* _Goal of the exercise_:
Render every line of the items below as a Markdown table with two columns, Row and Line. Number the rows in order and leave out blank lines.

* _Data supplied_:
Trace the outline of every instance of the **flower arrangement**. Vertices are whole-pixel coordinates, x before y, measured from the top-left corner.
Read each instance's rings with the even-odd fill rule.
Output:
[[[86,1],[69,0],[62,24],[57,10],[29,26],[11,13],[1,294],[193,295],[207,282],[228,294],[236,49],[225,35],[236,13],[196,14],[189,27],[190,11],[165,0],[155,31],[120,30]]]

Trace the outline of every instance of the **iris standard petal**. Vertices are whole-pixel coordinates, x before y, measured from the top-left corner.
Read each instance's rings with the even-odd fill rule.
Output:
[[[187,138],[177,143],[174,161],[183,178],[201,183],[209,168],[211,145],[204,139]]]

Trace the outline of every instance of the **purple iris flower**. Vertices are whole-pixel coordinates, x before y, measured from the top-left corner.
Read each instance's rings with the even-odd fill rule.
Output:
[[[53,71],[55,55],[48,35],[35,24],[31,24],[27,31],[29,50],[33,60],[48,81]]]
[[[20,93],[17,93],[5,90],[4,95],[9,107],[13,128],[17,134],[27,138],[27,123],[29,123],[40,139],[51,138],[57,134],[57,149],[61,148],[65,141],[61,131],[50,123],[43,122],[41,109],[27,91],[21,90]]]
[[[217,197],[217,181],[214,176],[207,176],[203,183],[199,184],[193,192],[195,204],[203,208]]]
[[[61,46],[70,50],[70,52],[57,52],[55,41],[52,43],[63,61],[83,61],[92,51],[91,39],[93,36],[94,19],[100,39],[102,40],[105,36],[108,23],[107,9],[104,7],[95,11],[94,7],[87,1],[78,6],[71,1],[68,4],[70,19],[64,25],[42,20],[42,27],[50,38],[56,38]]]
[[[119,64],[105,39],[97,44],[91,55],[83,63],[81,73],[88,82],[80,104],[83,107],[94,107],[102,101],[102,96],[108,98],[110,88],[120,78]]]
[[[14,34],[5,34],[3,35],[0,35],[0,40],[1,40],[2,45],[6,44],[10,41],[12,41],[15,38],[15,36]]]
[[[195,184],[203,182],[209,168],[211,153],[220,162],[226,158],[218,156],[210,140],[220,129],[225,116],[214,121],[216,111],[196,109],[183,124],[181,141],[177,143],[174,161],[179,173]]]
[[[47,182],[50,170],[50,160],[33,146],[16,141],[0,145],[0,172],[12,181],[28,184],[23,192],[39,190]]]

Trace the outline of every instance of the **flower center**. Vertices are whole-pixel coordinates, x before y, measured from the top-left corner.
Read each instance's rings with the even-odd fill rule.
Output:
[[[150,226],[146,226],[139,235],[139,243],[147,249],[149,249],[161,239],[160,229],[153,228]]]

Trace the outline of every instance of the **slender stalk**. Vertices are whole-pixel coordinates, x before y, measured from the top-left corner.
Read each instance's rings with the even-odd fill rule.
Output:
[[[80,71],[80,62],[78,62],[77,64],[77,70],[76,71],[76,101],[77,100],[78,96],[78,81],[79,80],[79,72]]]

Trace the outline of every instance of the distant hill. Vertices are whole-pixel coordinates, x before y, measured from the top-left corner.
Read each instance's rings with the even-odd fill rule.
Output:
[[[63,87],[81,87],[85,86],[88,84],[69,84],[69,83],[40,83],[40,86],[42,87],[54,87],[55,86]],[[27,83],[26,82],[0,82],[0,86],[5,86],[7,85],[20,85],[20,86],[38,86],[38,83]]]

* _Answer for this exercise_:
| Row | Line |
|---|---|
| 1 | Trace the outline of every instance of the **flower arrangement**. Vertices are whole-pixel coordinates, x before y, measured from the top-left corner. |
| 2 | Read each instance's rings with the even-odd fill rule. |
| 3 | Output: |
| 4 | [[[86,1],[69,0],[62,24],[57,10],[29,26],[11,13],[1,294],[193,295],[207,282],[228,294],[236,49],[225,35],[236,13],[196,14],[189,27],[190,11],[165,0],[155,31],[120,30]]] |
| 5 | Trace the outline of every instance of the **iris standard petal**. Vertices are whole-pixel coordinates, x before y, measured from the top-left corner. |
| 6 | Read each instance's rings with the even-odd fill rule. |
| 7 | Output: |
| 8 | [[[187,138],[177,143],[174,161],[183,178],[201,183],[209,168],[211,145],[204,139]]] |
| 9 | Trace the outline of every instance of the **purple iris flower**. Vertices are whole-pixel coordinates, x before y, measured from the top-left corner. |
| 10 | Read each instance's rings with the even-odd fill rule. |
| 11 | Output: |
| 12 | [[[53,71],[55,55],[48,35],[35,24],[31,24],[27,31],[29,50],[33,60],[48,81]]] |
| 13 | [[[20,93],[17,93],[5,90],[4,95],[9,107],[13,128],[17,134],[27,138],[27,123],[29,123],[40,139],[51,138],[57,134],[57,149],[61,148],[65,141],[61,131],[50,123],[43,122],[41,109],[27,91],[21,90]]] |
| 14 | [[[217,197],[217,181],[214,176],[207,176],[203,183],[199,184],[193,192],[195,204],[203,208]]] |
| 15 | [[[61,46],[70,50],[70,52],[57,52],[55,41],[52,43],[63,61],[83,61],[92,51],[91,39],[93,36],[94,19],[100,39],[102,40],[105,36],[108,23],[107,9],[104,7],[95,11],[94,7],[87,1],[78,6],[71,1],[68,4],[70,19],[64,25],[42,20],[42,27],[50,38],[56,38]]] |
| 16 | [[[119,64],[105,39],[97,44],[91,55],[83,63],[81,73],[88,82],[80,104],[83,107],[94,107],[102,101],[102,96],[108,98],[110,88],[120,78]]] |
| 17 | [[[14,34],[5,34],[3,35],[0,35],[0,40],[1,40],[2,45],[6,44],[10,41],[12,41],[15,38],[15,36]]] |
| 18 | [[[195,184],[203,182],[209,168],[211,153],[220,162],[226,158],[218,156],[210,140],[220,129],[225,116],[214,121],[216,111],[196,109],[183,124],[181,141],[177,143],[174,161],[179,173]]] |
| 19 | [[[47,182],[50,170],[50,160],[33,146],[16,141],[0,145],[0,172],[12,181],[28,184],[23,192],[39,190]]] |
| 20 | Trace the outline of every instance of the **flower center**. Vertices are whole-pixel coordinates, x before y, measured from the top-left corner. |
| 21 | Read each instance's rings with the even-odd fill rule. |
| 22 | Output: |
| 23 | [[[150,226],[146,226],[139,235],[139,243],[147,249],[149,249],[161,239],[160,229],[153,228]]] |
| 24 | Trace the outline of every instance of the **slender stalk**. Vertices are whole-pixel coordinates, x before y, measured from the top-left corner. |
| 25 | Read each instance's rings with the even-odd fill rule. |
| 26 | Output: |
| 27 | [[[80,71],[80,62],[78,62],[77,64],[77,70],[76,71],[76,101],[77,100],[78,96],[78,81],[79,80],[79,72]]] |
| 28 | Trace the outline of every instance of the distant hill. Vertices are whole-pixel coordinates, x before y, measured from the top-left corner. |
| 29 | Read each instance's rings with the even-odd fill rule. |
| 30 | Output: |
| 31 | [[[63,87],[81,87],[85,86],[88,84],[69,84],[69,83],[40,83],[40,86],[42,87],[54,87],[55,86]],[[27,83],[26,82],[0,82],[0,86],[5,86],[7,85],[20,85],[20,86],[38,86],[38,83]]] |